Problem description
In your reply, reproduce every line of the data without any alteration.

Records to use
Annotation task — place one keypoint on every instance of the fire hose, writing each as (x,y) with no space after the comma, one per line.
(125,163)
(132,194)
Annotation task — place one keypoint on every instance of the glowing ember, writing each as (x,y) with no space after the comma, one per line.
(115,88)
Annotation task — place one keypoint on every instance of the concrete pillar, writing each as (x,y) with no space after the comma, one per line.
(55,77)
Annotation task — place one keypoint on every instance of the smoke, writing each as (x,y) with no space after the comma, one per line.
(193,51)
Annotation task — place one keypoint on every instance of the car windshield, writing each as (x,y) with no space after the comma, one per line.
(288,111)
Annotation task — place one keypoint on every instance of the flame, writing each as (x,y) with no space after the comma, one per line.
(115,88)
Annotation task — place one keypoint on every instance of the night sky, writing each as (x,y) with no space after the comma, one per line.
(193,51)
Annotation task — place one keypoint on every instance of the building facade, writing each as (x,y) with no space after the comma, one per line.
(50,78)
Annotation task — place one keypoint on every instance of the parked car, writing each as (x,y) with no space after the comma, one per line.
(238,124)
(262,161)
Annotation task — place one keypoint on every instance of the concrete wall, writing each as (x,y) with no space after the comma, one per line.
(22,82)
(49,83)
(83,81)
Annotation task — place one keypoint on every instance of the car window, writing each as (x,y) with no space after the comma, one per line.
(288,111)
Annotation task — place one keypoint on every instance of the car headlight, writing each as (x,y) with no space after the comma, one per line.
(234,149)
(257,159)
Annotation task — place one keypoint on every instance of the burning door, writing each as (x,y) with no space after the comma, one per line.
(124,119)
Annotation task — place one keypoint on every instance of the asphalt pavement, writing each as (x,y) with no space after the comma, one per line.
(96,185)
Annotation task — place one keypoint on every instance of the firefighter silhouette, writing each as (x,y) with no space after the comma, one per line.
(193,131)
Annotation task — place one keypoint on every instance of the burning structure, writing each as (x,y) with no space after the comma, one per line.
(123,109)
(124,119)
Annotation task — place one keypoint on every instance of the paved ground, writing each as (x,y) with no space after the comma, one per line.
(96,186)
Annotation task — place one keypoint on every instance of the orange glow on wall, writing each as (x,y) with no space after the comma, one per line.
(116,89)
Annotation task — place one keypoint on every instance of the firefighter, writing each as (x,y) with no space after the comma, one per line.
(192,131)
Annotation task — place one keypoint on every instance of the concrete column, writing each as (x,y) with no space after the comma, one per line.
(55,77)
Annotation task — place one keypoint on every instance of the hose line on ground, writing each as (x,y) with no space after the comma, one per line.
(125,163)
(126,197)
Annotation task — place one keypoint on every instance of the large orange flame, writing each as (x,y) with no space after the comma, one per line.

Solution to the problem
Annotation task — place one keypoint on every instance of the fire hose, writing each as (x,y) with no space after the comma, one per line.
(125,163)
(132,194)
Annotation task — place one keypoint on every instance of the glowing ember, writing each as (x,y) with no space after the comma, one per line.
(115,88)
Annotation task — place one keypoint on every instance of the concrete pillar, writing each as (x,y) with no space after the comma, one per line.
(55,77)
Annotation task — place one keypoint on every instance of the smoke, writing each as (x,y) with no space after the comma, one per line.
(193,51)
Annotation task — place one keypoint on every instance of the car windshield, writing each as (x,y) with no space after the comma, one per line.
(288,111)
Annotation task — place one keypoint on every instance of the flame, writing each as (x,y) with no space after the comma, one per line.
(115,88)
Annotation task — place one keypoint on every instance of the night sky, writing each as (x,y) with no space after the comma, one per line.
(193,51)
Annotation task — place one keypoint on every instance of the building facade, writing each as (x,y) with no space after the comma, one per line.
(50,78)
Annotation task — place one keypoint on every instance of the parked car, writing each as (x,y) with no space after the comma, one per line.
(238,124)
(262,161)
Annotation task — place one keypoint on every instance of the concrete wall, writing each as (x,y) with no space after the comma, one per line.
(22,82)
(49,83)
(83,81)
Annotation task — place one keypoint on every instance of the car window, writing each as (x,y) with no space after the comma, one per line.
(288,111)
Annotation task — place one keypoint on every instance of the car headlight, writing each as (x,y) with no space after the comma, one per line.
(234,149)
(257,159)
Annotation task — place one keypoint on every instance of the burning door, writing each as (x,y) with no space after the comma, one per line.
(124,119)
Annotation task — place one keypoint on every instance of the asphalt pavement, writing each as (x,y) with no space after the comma, one per line.
(96,185)
Annotation task — place one keypoint on every instance of the firefighter silhouette, writing each as (x,y) with no space after the comma, one per line.
(193,131)
Annotation task — place one keypoint on every instance of the burning structure, writing each as (x,y) with no space after the comma, one per line.
(123,109)
(124,119)
Annotation task — place one keypoint on every instance of the paved ground, writing each as (x,y) with no space after the comma, one per line.
(96,186)
Annotation task — place one keypoint on every instance of the orange glow on wall, writing each as (x,y) with no space after the comma, one per line.
(116,89)
Annotation task — place one keypoint on every instance of the firefighter, writing each as (x,y) with no space after the comma, one per line.
(192,131)
Annotation task — place one keypoint on every instance of the concrete column, writing each as (x,y) with no space after the comma, one per line.
(55,77)
Annotation task — place one keypoint on every instance of the hose line on ground, writing each as (x,y) with no space after the comma, one per line.
(125,163)
(126,197)
Annotation task — place one keypoint on every instance of the large orange flame, writing each as (x,y) with no space after the comma, one per line.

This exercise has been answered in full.